(SET EXERCISE)
Count the lines in the records below that contain the string "water". Give only that number.
━━━━━━━━━━━━━━━━━━━━
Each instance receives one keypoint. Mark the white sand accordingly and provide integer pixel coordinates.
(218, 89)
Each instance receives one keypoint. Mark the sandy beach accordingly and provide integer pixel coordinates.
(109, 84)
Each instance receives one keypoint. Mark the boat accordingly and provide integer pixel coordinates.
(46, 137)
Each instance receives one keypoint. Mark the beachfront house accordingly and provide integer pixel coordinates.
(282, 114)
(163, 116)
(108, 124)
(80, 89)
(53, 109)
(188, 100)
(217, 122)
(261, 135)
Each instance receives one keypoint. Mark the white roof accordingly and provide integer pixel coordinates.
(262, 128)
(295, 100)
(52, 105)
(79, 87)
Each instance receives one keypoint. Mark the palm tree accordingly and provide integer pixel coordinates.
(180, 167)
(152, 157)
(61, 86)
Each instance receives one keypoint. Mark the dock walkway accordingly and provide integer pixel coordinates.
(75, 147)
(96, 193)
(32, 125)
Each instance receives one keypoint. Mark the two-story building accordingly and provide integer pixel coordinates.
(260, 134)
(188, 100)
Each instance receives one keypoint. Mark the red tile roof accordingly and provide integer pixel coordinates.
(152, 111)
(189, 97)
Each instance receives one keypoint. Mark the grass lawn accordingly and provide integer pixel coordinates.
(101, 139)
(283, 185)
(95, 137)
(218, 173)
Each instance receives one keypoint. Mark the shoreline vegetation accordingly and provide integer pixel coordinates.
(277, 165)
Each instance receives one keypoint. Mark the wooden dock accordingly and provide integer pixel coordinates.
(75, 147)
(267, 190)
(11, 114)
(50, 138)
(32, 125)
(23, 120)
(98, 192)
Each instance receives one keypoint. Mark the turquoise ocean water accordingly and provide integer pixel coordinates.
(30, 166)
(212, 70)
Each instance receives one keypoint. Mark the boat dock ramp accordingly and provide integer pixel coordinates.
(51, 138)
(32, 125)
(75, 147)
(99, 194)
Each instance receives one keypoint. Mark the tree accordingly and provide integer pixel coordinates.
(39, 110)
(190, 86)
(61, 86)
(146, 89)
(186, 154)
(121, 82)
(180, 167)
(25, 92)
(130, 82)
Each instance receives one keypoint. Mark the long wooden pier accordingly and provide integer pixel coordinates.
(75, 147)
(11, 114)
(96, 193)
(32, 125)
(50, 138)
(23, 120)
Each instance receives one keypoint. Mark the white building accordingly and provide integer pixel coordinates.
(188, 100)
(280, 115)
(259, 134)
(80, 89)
━━━━━━━━━━━━━━━━━━━━
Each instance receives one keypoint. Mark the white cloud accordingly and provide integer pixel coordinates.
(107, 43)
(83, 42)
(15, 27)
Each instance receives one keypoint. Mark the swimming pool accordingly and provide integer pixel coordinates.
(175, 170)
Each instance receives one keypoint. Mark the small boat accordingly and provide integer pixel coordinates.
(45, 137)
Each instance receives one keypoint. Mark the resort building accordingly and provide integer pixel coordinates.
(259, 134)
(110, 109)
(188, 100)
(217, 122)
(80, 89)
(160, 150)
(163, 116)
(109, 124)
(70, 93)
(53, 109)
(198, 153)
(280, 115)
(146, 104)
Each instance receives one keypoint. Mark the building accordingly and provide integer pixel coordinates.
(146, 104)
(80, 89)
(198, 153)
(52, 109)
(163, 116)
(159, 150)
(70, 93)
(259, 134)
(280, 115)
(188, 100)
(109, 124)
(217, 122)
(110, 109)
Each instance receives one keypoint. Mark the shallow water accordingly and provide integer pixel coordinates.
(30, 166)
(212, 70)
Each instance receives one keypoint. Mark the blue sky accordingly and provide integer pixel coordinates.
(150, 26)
━━━━━━━━━━━━━━━━━━━━
(EXPECTED ANSWER)
2